→ **WHAT YOU NEED TO DO**
Reproduce verbatim the lines of the records below, starting at the line containing "The resolver MUST return, for each instance of the paved road" and ending with the final line of the records, both ends included.

→ **AVAILABLE DATA**
• • •

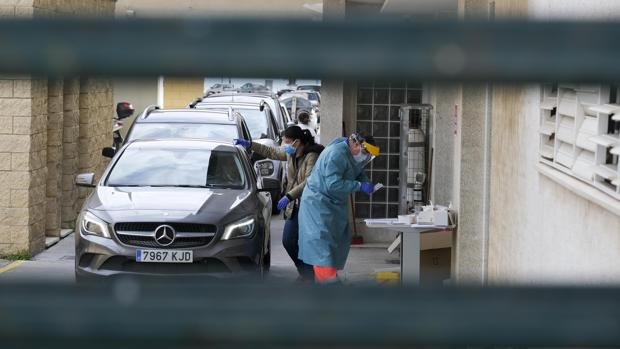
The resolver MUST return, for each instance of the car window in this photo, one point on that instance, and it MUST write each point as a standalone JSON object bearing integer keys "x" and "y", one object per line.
{"x": 257, "y": 123}
{"x": 274, "y": 124}
{"x": 220, "y": 132}
{"x": 246, "y": 132}
{"x": 143, "y": 166}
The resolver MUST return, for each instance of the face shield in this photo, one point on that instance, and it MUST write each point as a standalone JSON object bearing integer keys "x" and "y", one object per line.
{"x": 368, "y": 152}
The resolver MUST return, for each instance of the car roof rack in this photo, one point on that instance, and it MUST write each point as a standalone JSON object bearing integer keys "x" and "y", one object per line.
{"x": 231, "y": 115}
{"x": 193, "y": 103}
{"x": 149, "y": 110}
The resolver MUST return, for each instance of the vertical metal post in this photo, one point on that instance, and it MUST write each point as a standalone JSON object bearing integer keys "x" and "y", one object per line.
{"x": 410, "y": 259}
{"x": 404, "y": 144}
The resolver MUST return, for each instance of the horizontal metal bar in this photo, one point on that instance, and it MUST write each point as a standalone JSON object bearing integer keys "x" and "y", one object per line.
{"x": 508, "y": 51}
{"x": 124, "y": 313}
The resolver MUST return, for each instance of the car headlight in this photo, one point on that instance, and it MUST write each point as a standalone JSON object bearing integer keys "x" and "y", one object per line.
{"x": 240, "y": 229}
{"x": 265, "y": 168}
{"x": 93, "y": 225}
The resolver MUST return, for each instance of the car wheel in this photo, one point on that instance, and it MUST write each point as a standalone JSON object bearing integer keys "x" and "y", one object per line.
{"x": 275, "y": 197}
{"x": 267, "y": 258}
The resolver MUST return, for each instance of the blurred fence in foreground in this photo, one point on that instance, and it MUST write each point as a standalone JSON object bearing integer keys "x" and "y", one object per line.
{"x": 127, "y": 314}
{"x": 479, "y": 51}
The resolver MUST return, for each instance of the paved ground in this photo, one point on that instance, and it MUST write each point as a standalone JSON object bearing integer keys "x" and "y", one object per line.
{"x": 56, "y": 263}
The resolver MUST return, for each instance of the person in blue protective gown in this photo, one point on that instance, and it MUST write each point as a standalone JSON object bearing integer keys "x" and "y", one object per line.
{"x": 324, "y": 234}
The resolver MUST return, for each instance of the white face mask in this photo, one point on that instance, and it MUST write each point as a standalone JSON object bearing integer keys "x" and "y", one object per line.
{"x": 361, "y": 157}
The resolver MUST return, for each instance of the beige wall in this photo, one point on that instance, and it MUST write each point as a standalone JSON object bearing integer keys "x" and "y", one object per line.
{"x": 539, "y": 232}
{"x": 188, "y": 8}
{"x": 49, "y": 130}
{"x": 178, "y": 92}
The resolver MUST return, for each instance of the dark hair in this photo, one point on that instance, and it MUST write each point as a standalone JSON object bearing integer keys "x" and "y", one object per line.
{"x": 305, "y": 137}
{"x": 303, "y": 117}
{"x": 295, "y": 132}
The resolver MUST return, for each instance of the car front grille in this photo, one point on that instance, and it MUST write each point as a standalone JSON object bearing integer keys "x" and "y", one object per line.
{"x": 141, "y": 234}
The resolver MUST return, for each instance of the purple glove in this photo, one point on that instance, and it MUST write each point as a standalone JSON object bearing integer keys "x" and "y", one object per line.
{"x": 283, "y": 202}
{"x": 243, "y": 142}
{"x": 367, "y": 187}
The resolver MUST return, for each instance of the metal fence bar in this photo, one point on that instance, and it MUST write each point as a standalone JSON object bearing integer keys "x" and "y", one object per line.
{"x": 133, "y": 315}
{"x": 508, "y": 51}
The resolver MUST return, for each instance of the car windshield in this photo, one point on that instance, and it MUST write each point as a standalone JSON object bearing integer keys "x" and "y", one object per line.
{"x": 218, "y": 132}
{"x": 143, "y": 166}
{"x": 301, "y": 103}
{"x": 312, "y": 97}
{"x": 256, "y": 121}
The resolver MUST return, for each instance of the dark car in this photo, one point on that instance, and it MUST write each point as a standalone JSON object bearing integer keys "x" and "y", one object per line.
{"x": 282, "y": 116}
{"x": 218, "y": 125}
{"x": 316, "y": 88}
{"x": 175, "y": 207}
{"x": 263, "y": 128}
{"x": 253, "y": 88}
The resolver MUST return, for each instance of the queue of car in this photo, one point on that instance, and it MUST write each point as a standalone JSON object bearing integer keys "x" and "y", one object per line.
{"x": 178, "y": 198}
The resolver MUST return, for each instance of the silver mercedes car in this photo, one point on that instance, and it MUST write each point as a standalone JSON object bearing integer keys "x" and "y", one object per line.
{"x": 175, "y": 207}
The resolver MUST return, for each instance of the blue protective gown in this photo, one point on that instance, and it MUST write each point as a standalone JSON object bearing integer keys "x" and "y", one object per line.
{"x": 324, "y": 234}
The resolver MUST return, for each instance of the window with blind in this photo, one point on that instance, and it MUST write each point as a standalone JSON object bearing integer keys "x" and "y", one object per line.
{"x": 580, "y": 133}
{"x": 377, "y": 110}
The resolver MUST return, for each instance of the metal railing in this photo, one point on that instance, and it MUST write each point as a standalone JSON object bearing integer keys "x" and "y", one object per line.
{"x": 473, "y": 51}
{"x": 127, "y": 314}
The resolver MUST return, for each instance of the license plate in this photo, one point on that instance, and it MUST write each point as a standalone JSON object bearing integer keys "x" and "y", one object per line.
{"x": 164, "y": 256}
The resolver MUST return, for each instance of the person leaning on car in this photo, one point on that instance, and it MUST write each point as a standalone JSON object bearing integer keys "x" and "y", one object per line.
{"x": 301, "y": 152}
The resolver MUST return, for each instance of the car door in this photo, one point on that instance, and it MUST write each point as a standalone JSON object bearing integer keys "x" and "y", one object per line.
{"x": 264, "y": 199}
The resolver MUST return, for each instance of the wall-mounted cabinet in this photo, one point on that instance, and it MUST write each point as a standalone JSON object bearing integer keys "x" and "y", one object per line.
{"x": 580, "y": 133}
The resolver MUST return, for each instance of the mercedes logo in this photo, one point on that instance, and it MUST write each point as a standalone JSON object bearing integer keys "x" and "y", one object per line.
{"x": 164, "y": 235}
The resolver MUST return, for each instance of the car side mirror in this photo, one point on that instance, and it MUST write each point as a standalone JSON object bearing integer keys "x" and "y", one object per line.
{"x": 264, "y": 168}
{"x": 108, "y": 152}
{"x": 85, "y": 180}
{"x": 268, "y": 184}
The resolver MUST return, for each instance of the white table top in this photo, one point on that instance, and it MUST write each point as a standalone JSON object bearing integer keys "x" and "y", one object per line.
{"x": 392, "y": 224}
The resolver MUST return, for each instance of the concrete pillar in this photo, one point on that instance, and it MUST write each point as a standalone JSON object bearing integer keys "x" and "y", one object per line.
{"x": 472, "y": 188}
{"x": 95, "y": 128}
{"x": 23, "y": 133}
{"x": 54, "y": 157}
{"x": 71, "y": 123}
{"x": 472, "y": 170}
{"x": 443, "y": 97}
{"x": 332, "y": 91}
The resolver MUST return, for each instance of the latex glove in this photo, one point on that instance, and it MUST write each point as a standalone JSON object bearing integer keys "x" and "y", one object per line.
{"x": 243, "y": 142}
{"x": 283, "y": 202}
{"x": 367, "y": 187}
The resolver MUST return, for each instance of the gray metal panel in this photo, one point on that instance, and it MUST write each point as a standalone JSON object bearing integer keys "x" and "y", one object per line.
{"x": 477, "y": 51}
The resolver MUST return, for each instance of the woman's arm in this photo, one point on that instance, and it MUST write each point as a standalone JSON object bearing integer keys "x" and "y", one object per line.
{"x": 297, "y": 190}
{"x": 269, "y": 152}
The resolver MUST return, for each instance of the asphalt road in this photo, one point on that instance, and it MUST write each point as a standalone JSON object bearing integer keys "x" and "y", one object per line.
{"x": 56, "y": 263}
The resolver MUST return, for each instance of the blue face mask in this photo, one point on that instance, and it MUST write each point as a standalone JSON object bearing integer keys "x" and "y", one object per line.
{"x": 289, "y": 149}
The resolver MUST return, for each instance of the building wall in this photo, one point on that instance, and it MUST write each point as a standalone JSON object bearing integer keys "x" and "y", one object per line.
{"x": 541, "y": 232}
{"x": 190, "y": 8}
{"x": 41, "y": 124}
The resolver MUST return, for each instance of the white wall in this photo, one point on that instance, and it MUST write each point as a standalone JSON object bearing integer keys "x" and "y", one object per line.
{"x": 574, "y": 9}
{"x": 540, "y": 231}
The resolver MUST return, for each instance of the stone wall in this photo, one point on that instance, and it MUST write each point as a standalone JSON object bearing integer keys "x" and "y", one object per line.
{"x": 49, "y": 131}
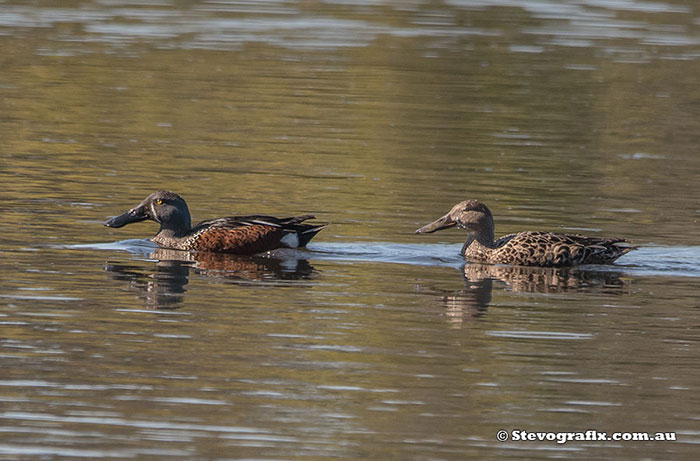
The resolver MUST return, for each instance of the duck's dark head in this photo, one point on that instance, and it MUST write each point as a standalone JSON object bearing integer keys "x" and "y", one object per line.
{"x": 470, "y": 214}
{"x": 164, "y": 207}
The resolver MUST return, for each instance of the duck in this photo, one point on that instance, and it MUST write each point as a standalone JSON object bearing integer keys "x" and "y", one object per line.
{"x": 239, "y": 235}
{"x": 529, "y": 248}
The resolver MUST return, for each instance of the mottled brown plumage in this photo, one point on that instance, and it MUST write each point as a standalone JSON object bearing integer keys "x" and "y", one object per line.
{"x": 242, "y": 235}
{"x": 546, "y": 249}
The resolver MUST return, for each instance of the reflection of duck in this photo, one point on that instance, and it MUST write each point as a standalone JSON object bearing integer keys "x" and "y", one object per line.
{"x": 164, "y": 286}
{"x": 473, "y": 301}
{"x": 245, "y": 268}
{"x": 545, "y": 249}
{"x": 543, "y": 279}
{"x": 242, "y": 235}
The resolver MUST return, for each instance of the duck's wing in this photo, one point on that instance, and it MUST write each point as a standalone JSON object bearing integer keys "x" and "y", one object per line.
{"x": 252, "y": 234}
{"x": 549, "y": 249}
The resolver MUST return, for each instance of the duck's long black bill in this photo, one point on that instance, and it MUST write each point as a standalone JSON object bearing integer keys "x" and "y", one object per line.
{"x": 443, "y": 223}
{"x": 134, "y": 215}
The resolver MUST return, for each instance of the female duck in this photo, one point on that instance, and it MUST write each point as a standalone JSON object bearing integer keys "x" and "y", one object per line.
{"x": 241, "y": 235}
{"x": 545, "y": 249}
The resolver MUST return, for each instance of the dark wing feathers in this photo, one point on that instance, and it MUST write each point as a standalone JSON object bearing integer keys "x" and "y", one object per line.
{"x": 263, "y": 220}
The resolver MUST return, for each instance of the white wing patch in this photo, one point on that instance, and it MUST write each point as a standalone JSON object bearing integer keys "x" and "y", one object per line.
{"x": 290, "y": 240}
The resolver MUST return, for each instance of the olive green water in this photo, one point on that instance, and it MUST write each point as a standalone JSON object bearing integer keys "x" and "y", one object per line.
{"x": 377, "y": 116}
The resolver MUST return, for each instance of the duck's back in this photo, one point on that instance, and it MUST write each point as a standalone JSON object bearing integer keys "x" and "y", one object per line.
{"x": 245, "y": 235}
{"x": 549, "y": 249}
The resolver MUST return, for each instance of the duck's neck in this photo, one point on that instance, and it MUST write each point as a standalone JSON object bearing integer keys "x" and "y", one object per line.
{"x": 171, "y": 232}
{"x": 484, "y": 236}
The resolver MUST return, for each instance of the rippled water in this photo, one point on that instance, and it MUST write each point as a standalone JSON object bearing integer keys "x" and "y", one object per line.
{"x": 377, "y": 116}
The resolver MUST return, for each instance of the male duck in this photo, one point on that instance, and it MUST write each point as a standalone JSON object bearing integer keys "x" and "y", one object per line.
{"x": 241, "y": 235}
{"x": 543, "y": 249}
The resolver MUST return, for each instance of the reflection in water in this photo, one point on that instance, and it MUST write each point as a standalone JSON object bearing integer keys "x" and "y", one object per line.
{"x": 164, "y": 287}
{"x": 474, "y": 299}
{"x": 545, "y": 279}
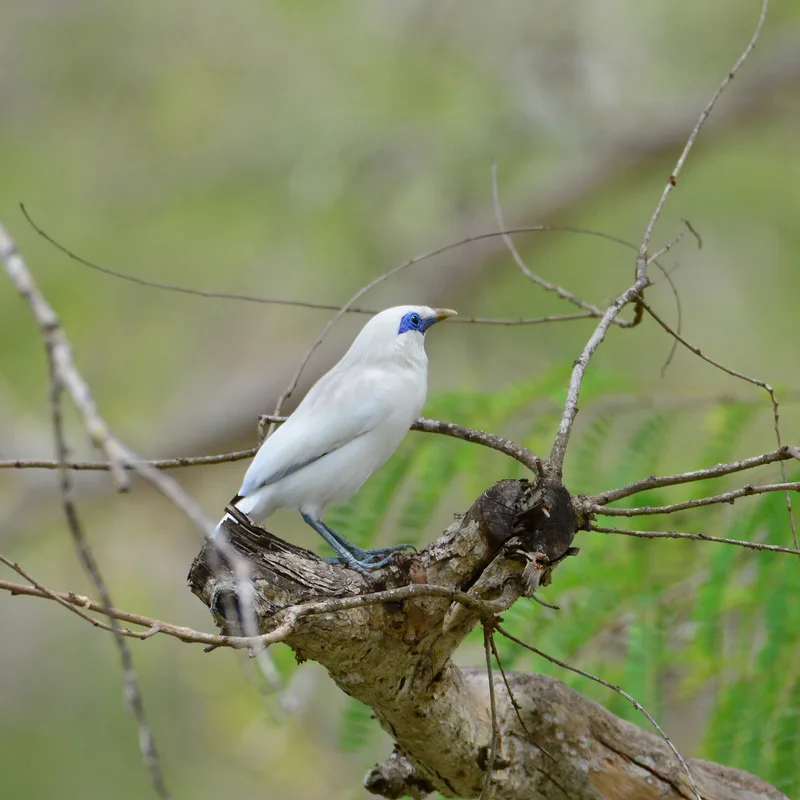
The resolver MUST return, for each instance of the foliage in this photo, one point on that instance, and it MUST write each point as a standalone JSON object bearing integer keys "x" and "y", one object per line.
{"x": 674, "y": 623}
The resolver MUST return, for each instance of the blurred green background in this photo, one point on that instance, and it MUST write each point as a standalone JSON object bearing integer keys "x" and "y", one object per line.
{"x": 298, "y": 150}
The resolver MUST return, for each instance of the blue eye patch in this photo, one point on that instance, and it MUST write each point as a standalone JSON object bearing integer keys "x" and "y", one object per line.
{"x": 412, "y": 321}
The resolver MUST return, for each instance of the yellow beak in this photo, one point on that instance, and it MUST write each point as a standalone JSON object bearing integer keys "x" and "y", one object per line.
{"x": 444, "y": 313}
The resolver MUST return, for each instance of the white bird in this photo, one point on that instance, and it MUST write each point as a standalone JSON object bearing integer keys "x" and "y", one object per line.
{"x": 345, "y": 428}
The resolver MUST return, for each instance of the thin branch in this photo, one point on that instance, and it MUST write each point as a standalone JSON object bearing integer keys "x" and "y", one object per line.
{"x": 350, "y": 309}
{"x": 133, "y": 694}
{"x": 718, "y": 470}
{"x": 532, "y": 276}
{"x": 104, "y": 466}
{"x": 491, "y": 440}
{"x": 642, "y": 260}
{"x": 725, "y": 497}
{"x": 423, "y": 424}
{"x": 698, "y": 536}
{"x": 61, "y": 354}
{"x": 288, "y": 617}
{"x": 683, "y": 227}
{"x": 75, "y": 609}
{"x": 492, "y": 754}
{"x": 755, "y": 381}
{"x": 638, "y": 706}
{"x": 559, "y": 451}
{"x": 514, "y": 704}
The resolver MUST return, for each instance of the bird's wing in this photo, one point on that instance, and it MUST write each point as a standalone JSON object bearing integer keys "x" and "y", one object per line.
{"x": 341, "y": 406}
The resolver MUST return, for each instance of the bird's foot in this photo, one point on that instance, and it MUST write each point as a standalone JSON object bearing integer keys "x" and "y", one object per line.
{"x": 371, "y": 559}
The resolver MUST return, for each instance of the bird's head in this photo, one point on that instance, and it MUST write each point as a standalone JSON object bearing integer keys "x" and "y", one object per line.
{"x": 400, "y": 329}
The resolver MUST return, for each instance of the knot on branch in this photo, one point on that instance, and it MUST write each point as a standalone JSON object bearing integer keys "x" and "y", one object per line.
{"x": 388, "y": 640}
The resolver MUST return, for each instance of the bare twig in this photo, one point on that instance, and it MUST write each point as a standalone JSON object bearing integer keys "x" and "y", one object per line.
{"x": 513, "y": 700}
{"x": 492, "y": 754}
{"x": 423, "y": 424}
{"x": 749, "y": 379}
{"x": 685, "y": 225}
{"x": 532, "y": 276}
{"x": 133, "y": 694}
{"x": 119, "y": 455}
{"x": 559, "y": 450}
{"x": 642, "y": 259}
{"x": 642, "y": 281}
{"x": 718, "y": 470}
{"x": 491, "y": 440}
{"x": 638, "y": 706}
{"x": 61, "y": 354}
{"x": 64, "y": 375}
{"x": 698, "y": 536}
{"x": 287, "y": 617}
{"x": 75, "y": 609}
{"x": 725, "y": 497}
{"x": 591, "y": 311}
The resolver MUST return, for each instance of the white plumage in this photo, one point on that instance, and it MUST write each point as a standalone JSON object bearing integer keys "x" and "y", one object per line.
{"x": 346, "y": 427}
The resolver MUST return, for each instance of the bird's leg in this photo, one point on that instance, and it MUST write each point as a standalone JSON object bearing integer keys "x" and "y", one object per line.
{"x": 359, "y": 565}
{"x": 360, "y": 560}
{"x": 383, "y": 554}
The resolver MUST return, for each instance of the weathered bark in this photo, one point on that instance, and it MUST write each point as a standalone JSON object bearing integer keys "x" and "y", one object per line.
{"x": 396, "y": 658}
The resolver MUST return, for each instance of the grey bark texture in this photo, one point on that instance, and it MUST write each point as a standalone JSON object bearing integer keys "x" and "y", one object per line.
{"x": 396, "y": 657}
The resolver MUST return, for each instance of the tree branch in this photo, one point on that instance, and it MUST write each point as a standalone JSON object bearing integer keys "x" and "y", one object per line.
{"x": 783, "y": 453}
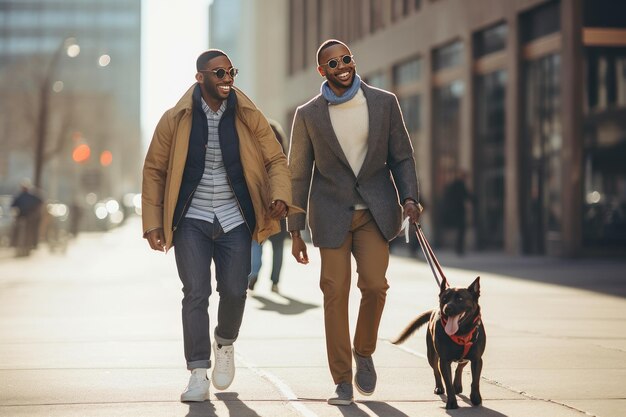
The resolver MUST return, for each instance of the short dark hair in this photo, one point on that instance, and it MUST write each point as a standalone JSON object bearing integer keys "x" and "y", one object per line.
{"x": 327, "y": 44}
{"x": 207, "y": 56}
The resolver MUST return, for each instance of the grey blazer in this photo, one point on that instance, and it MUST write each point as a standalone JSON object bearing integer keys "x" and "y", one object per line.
{"x": 321, "y": 174}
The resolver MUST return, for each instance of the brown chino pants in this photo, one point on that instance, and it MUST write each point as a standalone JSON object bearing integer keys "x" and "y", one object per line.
{"x": 371, "y": 252}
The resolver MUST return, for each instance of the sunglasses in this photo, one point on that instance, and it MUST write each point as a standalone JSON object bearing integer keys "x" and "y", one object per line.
{"x": 221, "y": 72}
{"x": 334, "y": 63}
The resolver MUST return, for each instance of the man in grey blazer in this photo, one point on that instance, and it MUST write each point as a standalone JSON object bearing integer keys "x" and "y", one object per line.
{"x": 352, "y": 164}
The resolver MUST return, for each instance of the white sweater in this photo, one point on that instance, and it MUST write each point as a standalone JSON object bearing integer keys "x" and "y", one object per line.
{"x": 350, "y": 122}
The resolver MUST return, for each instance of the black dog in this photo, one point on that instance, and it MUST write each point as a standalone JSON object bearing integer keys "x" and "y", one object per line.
{"x": 455, "y": 334}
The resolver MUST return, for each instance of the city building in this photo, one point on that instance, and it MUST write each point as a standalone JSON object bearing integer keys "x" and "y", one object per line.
{"x": 69, "y": 80}
{"x": 527, "y": 96}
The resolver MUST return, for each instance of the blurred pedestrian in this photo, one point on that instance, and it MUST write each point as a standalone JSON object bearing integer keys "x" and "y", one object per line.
{"x": 214, "y": 178}
{"x": 351, "y": 162}
{"x": 27, "y": 206}
{"x": 76, "y": 214}
{"x": 277, "y": 240}
{"x": 456, "y": 195}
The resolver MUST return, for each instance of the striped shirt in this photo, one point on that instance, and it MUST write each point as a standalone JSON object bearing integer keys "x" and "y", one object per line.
{"x": 214, "y": 196}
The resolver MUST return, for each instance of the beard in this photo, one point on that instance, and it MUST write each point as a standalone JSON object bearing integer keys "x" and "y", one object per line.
{"x": 338, "y": 84}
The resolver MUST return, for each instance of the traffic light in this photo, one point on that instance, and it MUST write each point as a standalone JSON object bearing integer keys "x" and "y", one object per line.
{"x": 81, "y": 153}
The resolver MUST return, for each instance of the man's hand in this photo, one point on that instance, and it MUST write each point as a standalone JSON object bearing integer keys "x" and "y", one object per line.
{"x": 298, "y": 249}
{"x": 412, "y": 210}
{"x": 278, "y": 209}
{"x": 156, "y": 239}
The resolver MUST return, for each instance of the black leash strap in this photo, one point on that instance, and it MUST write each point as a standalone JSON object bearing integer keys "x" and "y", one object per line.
{"x": 427, "y": 250}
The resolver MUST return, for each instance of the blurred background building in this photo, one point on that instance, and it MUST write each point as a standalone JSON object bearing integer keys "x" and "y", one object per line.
{"x": 527, "y": 96}
{"x": 70, "y": 108}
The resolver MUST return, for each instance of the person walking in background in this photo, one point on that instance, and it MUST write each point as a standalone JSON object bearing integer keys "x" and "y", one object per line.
{"x": 27, "y": 206}
{"x": 277, "y": 240}
{"x": 352, "y": 164}
{"x": 214, "y": 178}
{"x": 456, "y": 195}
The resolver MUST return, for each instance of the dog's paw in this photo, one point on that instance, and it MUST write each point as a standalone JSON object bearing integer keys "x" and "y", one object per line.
{"x": 452, "y": 404}
{"x": 476, "y": 398}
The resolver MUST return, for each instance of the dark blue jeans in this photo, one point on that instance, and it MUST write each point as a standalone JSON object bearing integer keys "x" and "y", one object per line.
{"x": 196, "y": 244}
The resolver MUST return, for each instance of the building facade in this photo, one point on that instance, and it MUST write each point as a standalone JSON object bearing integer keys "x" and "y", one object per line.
{"x": 70, "y": 113}
{"x": 527, "y": 96}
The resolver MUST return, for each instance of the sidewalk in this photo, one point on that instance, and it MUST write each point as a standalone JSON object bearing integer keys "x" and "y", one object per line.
{"x": 98, "y": 333}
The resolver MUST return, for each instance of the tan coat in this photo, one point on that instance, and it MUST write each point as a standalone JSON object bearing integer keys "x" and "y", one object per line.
{"x": 264, "y": 167}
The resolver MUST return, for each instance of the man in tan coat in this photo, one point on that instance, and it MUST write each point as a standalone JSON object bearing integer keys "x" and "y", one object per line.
{"x": 214, "y": 178}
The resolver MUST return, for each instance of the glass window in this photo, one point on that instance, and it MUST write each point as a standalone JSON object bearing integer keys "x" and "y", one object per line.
{"x": 542, "y": 143}
{"x": 407, "y": 72}
{"x": 604, "y": 13}
{"x": 604, "y": 153}
{"x": 606, "y": 80}
{"x": 490, "y": 40}
{"x": 448, "y": 56}
{"x": 540, "y": 21}
{"x": 446, "y": 129}
{"x": 411, "y": 111}
{"x": 377, "y": 79}
{"x": 490, "y": 162}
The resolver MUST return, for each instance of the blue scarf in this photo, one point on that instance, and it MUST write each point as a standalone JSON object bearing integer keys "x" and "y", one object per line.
{"x": 332, "y": 98}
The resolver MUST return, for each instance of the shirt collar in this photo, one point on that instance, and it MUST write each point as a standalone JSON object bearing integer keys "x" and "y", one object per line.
{"x": 208, "y": 111}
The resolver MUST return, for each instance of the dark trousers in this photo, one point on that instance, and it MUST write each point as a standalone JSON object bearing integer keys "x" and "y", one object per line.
{"x": 196, "y": 244}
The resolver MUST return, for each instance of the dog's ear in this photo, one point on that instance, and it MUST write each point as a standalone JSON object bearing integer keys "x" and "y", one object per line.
{"x": 474, "y": 288}
{"x": 444, "y": 285}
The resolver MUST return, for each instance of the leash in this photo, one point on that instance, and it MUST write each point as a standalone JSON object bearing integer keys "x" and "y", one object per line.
{"x": 427, "y": 250}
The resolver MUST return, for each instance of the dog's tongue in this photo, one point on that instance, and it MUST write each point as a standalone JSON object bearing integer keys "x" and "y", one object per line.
{"x": 452, "y": 325}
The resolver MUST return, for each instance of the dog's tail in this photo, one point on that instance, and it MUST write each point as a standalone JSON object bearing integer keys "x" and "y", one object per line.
{"x": 417, "y": 323}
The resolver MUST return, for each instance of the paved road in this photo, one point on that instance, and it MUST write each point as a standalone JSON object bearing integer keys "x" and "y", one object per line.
{"x": 97, "y": 333}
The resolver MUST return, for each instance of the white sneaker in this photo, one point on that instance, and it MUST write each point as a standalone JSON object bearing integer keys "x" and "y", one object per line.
{"x": 198, "y": 387}
{"x": 224, "y": 370}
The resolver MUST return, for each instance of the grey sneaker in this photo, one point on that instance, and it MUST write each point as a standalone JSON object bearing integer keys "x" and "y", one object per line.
{"x": 365, "y": 376}
{"x": 343, "y": 394}
{"x": 252, "y": 281}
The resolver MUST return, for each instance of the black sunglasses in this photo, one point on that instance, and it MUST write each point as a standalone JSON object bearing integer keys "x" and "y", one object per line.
{"x": 334, "y": 63}
{"x": 221, "y": 72}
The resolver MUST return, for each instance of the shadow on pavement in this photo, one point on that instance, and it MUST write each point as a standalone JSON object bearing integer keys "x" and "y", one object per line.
{"x": 235, "y": 406}
{"x": 383, "y": 409}
{"x": 291, "y": 308}
{"x": 203, "y": 409}
{"x": 471, "y": 410}
{"x": 604, "y": 276}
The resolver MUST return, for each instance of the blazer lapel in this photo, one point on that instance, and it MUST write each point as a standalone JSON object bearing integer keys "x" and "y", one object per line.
{"x": 373, "y": 127}
{"x": 327, "y": 131}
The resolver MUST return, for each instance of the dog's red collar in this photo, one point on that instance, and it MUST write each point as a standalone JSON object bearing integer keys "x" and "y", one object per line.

• • •

→ **THE REPLY**
The resolver MUST return, for each instance of the paved road in this photo, one point on that instance, and it MUST write each point as a standalone JSON object bearing integer keys "x" and "y", one object per line.
{"x": 97, "y": 333}
The resolver MUST return, for each instance of the white sneaker in this photo, one point on that instance, and it MUST write each point as a standalone JSON object bearing integer keys "x" and "y", one object per line.
{"x": 198, "y": 387}
{"x": 224, "y": 370}
The resolver MUST return, for each instance of the grey sneaker in this photo, one point on that instance, and it MUST write each point as a standalone JSON object bearing integer keys "x" and "y", one object per line.
{"x": 365, "y": 376}
{"x": 343, "y": 394}
{"x": 252, "y": 281}
The resolver MUST return, for each instance of the black sunglasses in this photo, one point on that instance, and it MUST write each point as a standalone JSON object bearing integer keys "x" and "y", one object per line.
{"x": 334, "y": 63}
{"x": 221, "y": 72}
The resolver MUST return, for each instance of the shadow on pavement in this photo, one point on that instance, and it MUST write each point as a standalone JSON object bearing integer keys "x" and "y", one object per line.
{"x": 235, "y": 406}
{"x": 383, "y": 409}
{"x": 291, "y": 308}
{"x": 203, "y": 409}
{"x": 471, "y": 410}
{"x": 604, "y": 276}
The resolver MUST return, for each instance of the blazer lapel in this photo, one point on that instance, and it MUST write each point as a standalone JSON object bearing integer keys "x" and "y", one object per line.
{"x": 373, "y": 127}
{"x": 327, "y": 131}
The resolver MUST return, for each instance of the dog's red collar in this photo, one point on that instance, and it MUST write each point as a standalone JSON object bearing integer keys "x" and "y", one object per line.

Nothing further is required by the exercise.